However, it assumes that it is the only reader on the provided input, and that its scan position is consistent between calls to Advance. If there is need of multiple concurrent cursors on the same reader source, use new readers for each cursor or tee the source RunReader. Rather than further complicate this code with management of byte offsets and seeks at each read, especially while this task of tokenizing byte streams is inherently single- threaded. Calling code is expected to manage it, typically via lexerState.

func NewCursor ¶

func NewCursor() Cursor

type ExprEndToken ¶

type ExprEndToken struct{ SymbolToken }

Token EXPR_END = ")"

var EXPR_END ExprEndToken

func (ExprEndToken) Image ¶

func (tok ExprEndToken) Image() string

func (ExprEndToken) TypeString ¶

func (tok ExprEndToken) TypeString() string

type ExprStartToken ¶

type ExprStartToken struct{ SymbolToken }

Token EXPR_START = "("

**REQUEST A**
Reproduce the lexer documentation word for word from "However, it assumes" to "typically via lexerState.".

**RECORDS FOR THE TASK**
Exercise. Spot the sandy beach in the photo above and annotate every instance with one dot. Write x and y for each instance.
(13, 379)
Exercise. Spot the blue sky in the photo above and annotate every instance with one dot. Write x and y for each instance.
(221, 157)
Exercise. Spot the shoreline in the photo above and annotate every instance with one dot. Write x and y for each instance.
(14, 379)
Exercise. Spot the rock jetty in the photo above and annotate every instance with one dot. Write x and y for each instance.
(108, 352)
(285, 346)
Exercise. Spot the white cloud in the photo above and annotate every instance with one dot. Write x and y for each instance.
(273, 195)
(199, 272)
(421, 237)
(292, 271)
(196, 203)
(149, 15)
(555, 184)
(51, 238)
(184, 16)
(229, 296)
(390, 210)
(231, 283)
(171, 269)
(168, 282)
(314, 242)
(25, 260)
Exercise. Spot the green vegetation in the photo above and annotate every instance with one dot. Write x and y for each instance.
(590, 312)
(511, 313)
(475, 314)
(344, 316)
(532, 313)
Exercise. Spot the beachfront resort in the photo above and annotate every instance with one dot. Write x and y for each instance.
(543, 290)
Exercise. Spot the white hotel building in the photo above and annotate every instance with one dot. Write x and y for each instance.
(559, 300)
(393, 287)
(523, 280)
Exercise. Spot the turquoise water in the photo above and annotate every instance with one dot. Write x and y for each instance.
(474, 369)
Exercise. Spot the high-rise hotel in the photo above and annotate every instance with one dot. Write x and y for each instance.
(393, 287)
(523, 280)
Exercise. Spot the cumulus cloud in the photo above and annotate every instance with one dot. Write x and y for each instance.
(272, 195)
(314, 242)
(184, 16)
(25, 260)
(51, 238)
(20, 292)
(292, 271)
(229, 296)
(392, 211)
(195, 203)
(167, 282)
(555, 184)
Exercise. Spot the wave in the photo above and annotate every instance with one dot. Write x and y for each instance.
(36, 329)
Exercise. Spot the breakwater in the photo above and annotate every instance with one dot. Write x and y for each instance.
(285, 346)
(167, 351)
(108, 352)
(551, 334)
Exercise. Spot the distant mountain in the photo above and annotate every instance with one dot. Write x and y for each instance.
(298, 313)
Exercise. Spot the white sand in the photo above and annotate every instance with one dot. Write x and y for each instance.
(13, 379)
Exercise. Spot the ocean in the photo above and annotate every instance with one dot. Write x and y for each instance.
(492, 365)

**REQUEST B**
Pick out every line in the records that contains the string "hotel", and copy each one. Treat uppercase and lowercase letters as different.

**WRITTEN SOLUTION A**
However, it assumes that it is the only reader on the provided input, and that its scan position is consistent between calls to Advance. If there is need of multiple concurrent cursors on the same reader source, use new readers for each cursor or tee the source RunReader. Rather than further complicate this code with management of byte offsets and seeks at each read, especially while this task of tokenizing byte streams is inherently single- threaded. Calling code is expected to manage it, typically via lexerState.

**WRITTEN SOLUTION B**
Exercise. Spot the white hotel building in the photo above and annotate every instance with one dot. Write x and y for each instance.
Exercise. Spot the high-rise hotel in the photo above and annotate every instance with one dot. Write x and y for each instance.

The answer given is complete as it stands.